===== Trecho para leitura

A carroça de Arjuna

Arjuna está numa carroça, indo para o campo de batalha. Chega Krishna… Todo poeta tem uma musa, seja ela uma mortal, seja ela uma ninfa filha do esperma de um Urano qualquer, que perdeu o falo para um filho Cronos qualquer. Então… o que existe de fragmento do filósofo Parmênides é principalmente o que foi possível resgatar de um poema intitulado “da natureza (pois trata da physis) em que ele é arrastado, arrebatado – vozes de “glória, senhor!” ao fundo – em um carro por uma musa que não lembro quem.

Existe uma carta do tarô, a do carro – os gregos são, antes, uns gaiatos. Então… o rapaz, Parmênides, tem uma visão. Deus sabe se ele é um místico ou um filósofo um poeta inspirado ou um racionalistazinho qualquer… se ele é um profeta, um louco ou um lógico. Esses filósofos gregos são bem gaiatos mesmo, eles ficam tentando ser conceituais e lógicos, mas estão sempre encontrando nos mitos, nas imagens, nas narrativas antigas algo de metafórico em relação ao que querem dizer… Aí Parmênides me aparece com um poema filosófico em que ele é arrebatado num carro/carroça aos céus para ter, mediante uma musa, uma visão.

==========

§ O que fazer
A: Transcreva sem alterações o trecho sobre a carroça de Arjuna, de "A carroça de" até "não lembro quem.".
B: Dê continuidade ao trecho sobre a carroça de Arjuna, escrevendo o que viria logo após a última frase.
Os registros não têm relação alguma com o trecho sobre a carroça de Arjuna.

===== Registros

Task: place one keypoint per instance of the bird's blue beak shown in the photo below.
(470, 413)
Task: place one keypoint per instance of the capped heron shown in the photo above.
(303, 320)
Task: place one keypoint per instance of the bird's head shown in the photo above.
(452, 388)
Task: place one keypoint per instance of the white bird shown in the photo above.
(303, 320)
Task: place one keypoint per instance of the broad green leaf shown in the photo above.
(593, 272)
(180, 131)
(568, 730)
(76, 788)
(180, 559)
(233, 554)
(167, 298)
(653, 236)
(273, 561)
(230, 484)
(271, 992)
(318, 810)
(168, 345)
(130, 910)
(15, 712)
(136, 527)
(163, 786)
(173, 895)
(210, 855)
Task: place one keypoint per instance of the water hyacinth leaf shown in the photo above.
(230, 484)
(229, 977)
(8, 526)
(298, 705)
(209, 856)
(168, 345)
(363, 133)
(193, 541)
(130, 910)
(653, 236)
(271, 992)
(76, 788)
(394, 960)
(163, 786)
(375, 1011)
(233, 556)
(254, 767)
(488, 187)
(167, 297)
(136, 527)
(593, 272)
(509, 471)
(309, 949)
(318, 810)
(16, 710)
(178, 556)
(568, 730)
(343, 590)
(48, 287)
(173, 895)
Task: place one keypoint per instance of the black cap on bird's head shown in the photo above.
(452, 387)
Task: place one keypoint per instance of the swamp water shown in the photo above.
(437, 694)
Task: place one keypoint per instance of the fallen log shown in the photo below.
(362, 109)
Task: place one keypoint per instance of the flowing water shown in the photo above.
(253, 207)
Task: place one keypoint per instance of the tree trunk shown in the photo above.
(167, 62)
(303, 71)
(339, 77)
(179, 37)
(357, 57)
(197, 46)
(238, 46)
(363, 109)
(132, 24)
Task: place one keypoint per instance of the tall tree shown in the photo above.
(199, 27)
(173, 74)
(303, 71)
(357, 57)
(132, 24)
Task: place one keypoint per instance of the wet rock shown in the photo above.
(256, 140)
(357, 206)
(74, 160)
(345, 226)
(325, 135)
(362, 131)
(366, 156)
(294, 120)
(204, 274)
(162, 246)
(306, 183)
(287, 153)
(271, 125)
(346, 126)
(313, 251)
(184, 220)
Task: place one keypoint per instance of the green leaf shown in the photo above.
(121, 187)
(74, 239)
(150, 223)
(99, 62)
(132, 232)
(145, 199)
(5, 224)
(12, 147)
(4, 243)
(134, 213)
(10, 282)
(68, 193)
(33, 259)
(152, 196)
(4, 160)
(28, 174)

==========

§ Respostas escritas
A:
A carroça de Arjuna

Arjuna está numa carroça, indo para o campo de batalha. Chega Krishna… Todo poeta tem uma musa, seja ela uma mortal, seja ela uma ninfa filha do esperma de um Urano qualquer, que perdeu o falo para um filho Cronos qualquer. Então… o que existe de fragmento do filósofo Parmênides é principalmente o que foi possível resgatar de um poema intitulado “da natureza (pois trata da physis) em que ele é arrastado, arrebatado – vozes de “glória, senhor!” ao fundo – em um carro por uma musa que não lembro quem.

B:
E o que ele vê? Além da imagem da cidade, três coisas. Uma, é necessário que pensar seja o mesmo que ser; outra, do ser a gente só pode pensar o que é, o que não é não pode ser pensado, assim, é necessário que o que é seja e o que não é não seja. Um cavalo do carro é o ser, que se equivale a pensar – se não pode ser pensado não é, se não é não pode ser pensado; o outro cavalo é o não-ser, e para ele: silêncio. É lógica binária: ou é ou não é. Enfim, entre um cavalo e outro da biga, no centro do carro, indo à guerra… quem se encontra? A doxa (um palavrão: δόξα), a opinião dos mortais. Se ela segue o caminho do ser, alcançado pelo caminho estreito de um pensamento bem conduzido, logicamente conduzido, então ela trilha para o caminho da verdade, aleteia (outro palavrão: ἀλήθεια); se não, é engano, permanece mera doxa, se perde no não-ser, e para este: silêncio.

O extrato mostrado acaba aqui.